## [Dataset records]

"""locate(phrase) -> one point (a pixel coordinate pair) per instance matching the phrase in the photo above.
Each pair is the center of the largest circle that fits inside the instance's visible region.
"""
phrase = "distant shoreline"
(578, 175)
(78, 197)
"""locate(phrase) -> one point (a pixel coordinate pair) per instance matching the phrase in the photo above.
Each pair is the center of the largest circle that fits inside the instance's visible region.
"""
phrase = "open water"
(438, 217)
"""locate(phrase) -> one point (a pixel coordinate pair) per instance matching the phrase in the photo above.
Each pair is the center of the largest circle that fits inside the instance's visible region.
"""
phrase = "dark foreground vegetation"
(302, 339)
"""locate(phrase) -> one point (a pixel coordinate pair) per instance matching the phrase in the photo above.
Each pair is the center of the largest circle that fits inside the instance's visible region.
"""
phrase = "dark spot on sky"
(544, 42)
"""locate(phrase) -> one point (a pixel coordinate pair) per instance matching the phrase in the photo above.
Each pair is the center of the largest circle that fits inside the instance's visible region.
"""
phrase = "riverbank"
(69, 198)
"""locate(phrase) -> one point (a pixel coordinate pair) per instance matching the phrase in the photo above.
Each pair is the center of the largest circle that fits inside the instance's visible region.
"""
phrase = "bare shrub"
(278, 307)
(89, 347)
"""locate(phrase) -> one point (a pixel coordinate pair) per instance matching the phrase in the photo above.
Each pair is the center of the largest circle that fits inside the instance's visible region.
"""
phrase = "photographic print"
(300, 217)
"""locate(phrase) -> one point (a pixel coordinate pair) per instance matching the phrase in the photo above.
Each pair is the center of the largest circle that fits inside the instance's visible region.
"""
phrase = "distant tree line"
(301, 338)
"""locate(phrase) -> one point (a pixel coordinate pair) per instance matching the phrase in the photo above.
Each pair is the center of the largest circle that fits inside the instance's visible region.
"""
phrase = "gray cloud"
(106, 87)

## [Assignment]
Copy out each record from above, exactly.

## [Reply to the exercise]
"""locate(phrase) -> one point (a pixel coordinate pair) per instance matching the phrase in the photo above.
Each pair is the center of the largest circle that fits inside the instance's visible region.
"""
phrase = "distant shoreline"
(578, 175)
(78, 197)
"""locate(phrase) -> one point (a pixel coordinate pair) per instance matching the phrase in the photo above.
Each pair is the center of the largest circle that fits inside the instance's visible region.
"""
phrase = "open water"
(438, 217)
"""locate(phrase) -> one point (a pixel coordinate pair) per instance matching the phrase in the photo above.
Each pair is the center of the largest circle that fits inside the instance's visible region.
"""
phrase = "dark foreground vegetation"
(302, 339)
"""locate(phrase) -> one point (a pixel coordinate pair) per instance matching the phrase in the photo above.
Each pair is the center of the largest circle that fits inside the instance's visible region.
"""
phrase = "dark spot on sky"
(544, 42)
"""locate(phrase) -> one point (a pixel coordinate pair) per instance matching the phrase in the photo above.
Each pair is the center of the largest circle that fits inside the instance's visible region.
"""
phrase = "riverbank"
(69, 198)
"""locate(phrase) -> one point (a pixel coordinate pair) per instance matching the phrase in the photo above.
Each pair is the center of the largest circle that fits inside the instance's visible region.
"""
phrase = "bare shrub"
(278, 307)
(89, 347)
"""locate(phrase) -> one point (a pixel coordinate pair) per instance matching the phrase in the photo above.
Each pair is the center of the largest circle that fits inside the instance's visible region.
"""
phrase = "photographic print"
(300, 217)
"""locate(phrase) -> one point (a pixel coordinate pair) per instance matching the phrase in the photo above.
Each pair is the center of the largest circle that fits inside the instance's visible region.
"""
phrase = "distant tree line"
(301, 338)
"""locate(phrase) -> one point (a pixel coordinate pair) per instance matching the phrase in the photo above.
Each pair is the center of the largest circle that fits inside the instance's visible region.
"""
phrase = "gray cloud"
(106, 87)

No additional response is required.